**Page excerpt**

Using this method, I was able to get access to numerous important events in my metro area, such as Congresswoman Nancy Pelosi’s talk, Washington DC Mayoral debates, and Yelp’s Annual Elite Party. I was even granted access to Washington Redskins Charity Fundraisers, where I got interviews with Kirk Cousins, Robert Griffin III, and John Wall of the Washington Wizards. I also filmed a documentary film for DC Fashion Week for free, which is now available on Amazon Video and Vimeo On-demand. Last but not least, I got permission to shoot at the Washington DC, Maryland, and Virginia beauty pageants, and I eventually became the official videographer of Miss DC. All work I did for free to build my portfolio and get social proof.
With these big names in my portfolio, I was ready to start charging for my work.
11. After 3-6 Months, Start Charging for Work
When your side hustle is still in its infancy, and you’re unsure whether you can even call yourself a “professional,” it can be difficult to know how much you should charge for your work. A lot of creative people who work on the side, such as illustrators, photographers or filmmakers spend a few years working for free, putting blood, sweat, and tears into their hobby with the ambition of one day gaining some profit out of it.
But, they wait too long.
If you already started working with some big names in the industry and have built a strong portfolio, then you can start charging for your work. Be careful, though; you must know how to ask for the right price if you want to stay competitive. Ask too much, and you might turn potential clients off; ask too little, and they’ll see you as an amateur, and you’ll end up doing only the boring stuff.
Do Some Research
The first thing you should do when deciding how much you should charge for your work is to find out how much professionals in your industry are getting paid for their work. I called and emailed local video companies in my area pretending to be a client, and found out what prices they were charging. The big professional companies were charging $5,000+ per hour while freelancers were charging between $25 and $50 per hour. Professional freelancers were charging $75 or more per hour.
Hourly rates can vary depending on the area you’re in, the types of clients you work with, the competition, and so on. Make sure to research the market carefully before you determine how much you’re worth.
Charge the Lowest Price
Your goal at the beginning of your side hustle isn’t to get the best price but to get some traction and get some paying clients and experience working with their demands. Your best option, in this case, is to market yourself as one of the most affordable options on the market.
For example, I decided to start out at $25 per hour, the lowest price range in the market, and I did that for a couple of months. Sure, I wasn’t making that much money, but it was fantastic getting paid to learn the job.
If you’re still uncertain about charging the lowest price on the market, think about it this way: you’re still new, and you are bound to make a lot of mistakes. By keeping your rates low, you’ll remain competitive and have enough time to learn the ropes. When you work for free, you don’t get much feedback from your clients. But, when they start investing money in you, even if we’re talking about a small amount, they’ll start paying more attention to what you do and become more honest and critical of your work.
Not to mention, you will start to devote more attention to details and discover errors that you might not have noticed when you were working for free.
12. Start Promoting Yourself
The next step you will need to take is getting your name out. Start promoting your website on directories like Yelp, Angie’s List, and even Google Plus (an active Google+ business page might not get you too much engagement with potential clients, but it will help significantly with your local SEO efforts.)

**Exercise requirements**
Decide whether each statement agrees with the side-hustle excerpt, answering yes or no and quoting the words from it that settle the matter. 1. Freelancers in the writer's area were charging between $25 and $50 per hour. 2. The writer began by charging $50 per hour. 3. The writer became the official videographer of Miss Maryland. The items that come next can be left aside.

**Dataset rows**
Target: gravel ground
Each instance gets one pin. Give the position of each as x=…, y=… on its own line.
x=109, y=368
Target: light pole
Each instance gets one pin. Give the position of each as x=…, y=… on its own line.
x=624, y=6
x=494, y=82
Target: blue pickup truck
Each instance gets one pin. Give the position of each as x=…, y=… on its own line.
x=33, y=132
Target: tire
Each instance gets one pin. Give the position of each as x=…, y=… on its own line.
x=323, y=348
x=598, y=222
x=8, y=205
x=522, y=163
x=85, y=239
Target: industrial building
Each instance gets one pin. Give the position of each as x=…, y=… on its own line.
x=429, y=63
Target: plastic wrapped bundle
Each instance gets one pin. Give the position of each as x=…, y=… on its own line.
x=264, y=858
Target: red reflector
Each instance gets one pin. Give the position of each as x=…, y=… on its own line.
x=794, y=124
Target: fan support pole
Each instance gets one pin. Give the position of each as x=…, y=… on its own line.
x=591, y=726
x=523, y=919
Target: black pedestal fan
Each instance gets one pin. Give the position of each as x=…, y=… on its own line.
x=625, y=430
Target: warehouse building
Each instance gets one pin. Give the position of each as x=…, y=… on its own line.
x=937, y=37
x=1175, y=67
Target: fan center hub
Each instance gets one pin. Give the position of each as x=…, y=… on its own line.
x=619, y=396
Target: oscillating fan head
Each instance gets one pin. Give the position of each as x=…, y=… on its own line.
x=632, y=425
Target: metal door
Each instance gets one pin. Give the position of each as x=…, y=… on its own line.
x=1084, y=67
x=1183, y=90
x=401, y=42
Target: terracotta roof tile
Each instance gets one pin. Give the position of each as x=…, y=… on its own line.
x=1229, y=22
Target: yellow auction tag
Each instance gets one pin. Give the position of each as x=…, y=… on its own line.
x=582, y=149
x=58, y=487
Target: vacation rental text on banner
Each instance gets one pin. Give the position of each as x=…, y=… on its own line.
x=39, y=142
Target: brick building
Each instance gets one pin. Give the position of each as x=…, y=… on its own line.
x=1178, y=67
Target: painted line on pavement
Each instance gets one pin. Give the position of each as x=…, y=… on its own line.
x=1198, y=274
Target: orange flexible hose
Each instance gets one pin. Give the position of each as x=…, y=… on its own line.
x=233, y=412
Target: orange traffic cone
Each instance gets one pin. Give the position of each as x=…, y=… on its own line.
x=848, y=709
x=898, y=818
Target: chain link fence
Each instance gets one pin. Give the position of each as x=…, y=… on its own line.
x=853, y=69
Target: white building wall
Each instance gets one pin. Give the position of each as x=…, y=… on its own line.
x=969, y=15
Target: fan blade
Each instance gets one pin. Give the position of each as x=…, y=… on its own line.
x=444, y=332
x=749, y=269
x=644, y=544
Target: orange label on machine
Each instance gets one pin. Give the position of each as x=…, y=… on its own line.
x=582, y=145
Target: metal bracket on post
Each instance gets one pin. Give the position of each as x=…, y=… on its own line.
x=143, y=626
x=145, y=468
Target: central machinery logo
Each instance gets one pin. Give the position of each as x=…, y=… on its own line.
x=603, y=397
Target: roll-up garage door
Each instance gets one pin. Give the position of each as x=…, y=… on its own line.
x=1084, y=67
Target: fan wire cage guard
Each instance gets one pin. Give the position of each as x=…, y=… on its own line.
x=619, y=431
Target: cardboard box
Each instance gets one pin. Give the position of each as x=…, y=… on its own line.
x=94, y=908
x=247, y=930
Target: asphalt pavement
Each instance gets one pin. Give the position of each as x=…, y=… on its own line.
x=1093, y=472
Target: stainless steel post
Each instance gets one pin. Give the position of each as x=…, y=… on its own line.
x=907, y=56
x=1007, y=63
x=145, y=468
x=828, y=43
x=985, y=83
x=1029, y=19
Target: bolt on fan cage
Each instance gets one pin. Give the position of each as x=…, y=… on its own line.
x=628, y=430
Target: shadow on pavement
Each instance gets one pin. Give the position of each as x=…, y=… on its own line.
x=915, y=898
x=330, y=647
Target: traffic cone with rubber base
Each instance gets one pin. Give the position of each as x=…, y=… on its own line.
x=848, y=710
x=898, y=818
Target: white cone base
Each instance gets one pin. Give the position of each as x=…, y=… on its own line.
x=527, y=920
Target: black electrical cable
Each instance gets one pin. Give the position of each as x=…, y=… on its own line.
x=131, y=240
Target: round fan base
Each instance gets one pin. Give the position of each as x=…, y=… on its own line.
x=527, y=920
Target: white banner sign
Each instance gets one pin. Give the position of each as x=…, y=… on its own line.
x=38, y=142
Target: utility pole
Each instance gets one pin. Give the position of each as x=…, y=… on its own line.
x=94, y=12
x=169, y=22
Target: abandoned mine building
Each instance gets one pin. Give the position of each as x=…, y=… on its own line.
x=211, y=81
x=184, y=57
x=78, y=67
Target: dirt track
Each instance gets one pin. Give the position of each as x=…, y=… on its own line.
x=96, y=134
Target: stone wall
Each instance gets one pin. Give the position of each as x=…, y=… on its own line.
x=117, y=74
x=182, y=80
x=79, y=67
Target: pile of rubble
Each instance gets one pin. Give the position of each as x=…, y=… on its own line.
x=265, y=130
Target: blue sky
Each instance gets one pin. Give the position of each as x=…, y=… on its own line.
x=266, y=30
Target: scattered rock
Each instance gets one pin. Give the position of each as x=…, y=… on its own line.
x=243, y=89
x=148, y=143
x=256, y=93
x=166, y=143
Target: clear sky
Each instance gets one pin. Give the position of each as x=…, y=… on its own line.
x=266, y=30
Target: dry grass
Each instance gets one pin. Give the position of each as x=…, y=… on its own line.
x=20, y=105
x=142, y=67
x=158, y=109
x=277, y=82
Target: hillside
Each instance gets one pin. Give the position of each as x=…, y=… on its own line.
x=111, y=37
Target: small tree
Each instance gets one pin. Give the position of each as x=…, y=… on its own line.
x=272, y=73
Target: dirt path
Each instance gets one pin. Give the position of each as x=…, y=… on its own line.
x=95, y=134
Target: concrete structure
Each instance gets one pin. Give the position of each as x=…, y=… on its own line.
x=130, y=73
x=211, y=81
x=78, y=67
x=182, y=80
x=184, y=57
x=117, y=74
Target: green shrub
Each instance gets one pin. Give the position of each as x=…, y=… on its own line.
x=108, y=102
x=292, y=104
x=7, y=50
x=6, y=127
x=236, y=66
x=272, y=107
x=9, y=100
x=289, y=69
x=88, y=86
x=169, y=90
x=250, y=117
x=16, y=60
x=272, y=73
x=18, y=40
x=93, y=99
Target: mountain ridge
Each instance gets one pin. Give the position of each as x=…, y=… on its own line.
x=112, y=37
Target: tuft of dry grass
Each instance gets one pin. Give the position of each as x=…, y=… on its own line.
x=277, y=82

**Response to the task**
1. Yes: "freelancers were charging between $25 and $50 per hour."
2. No: "I decided to start out at $25 per hour, the lowest price range in the market."
3. No: "I eventually became the official videographer of Miss DC."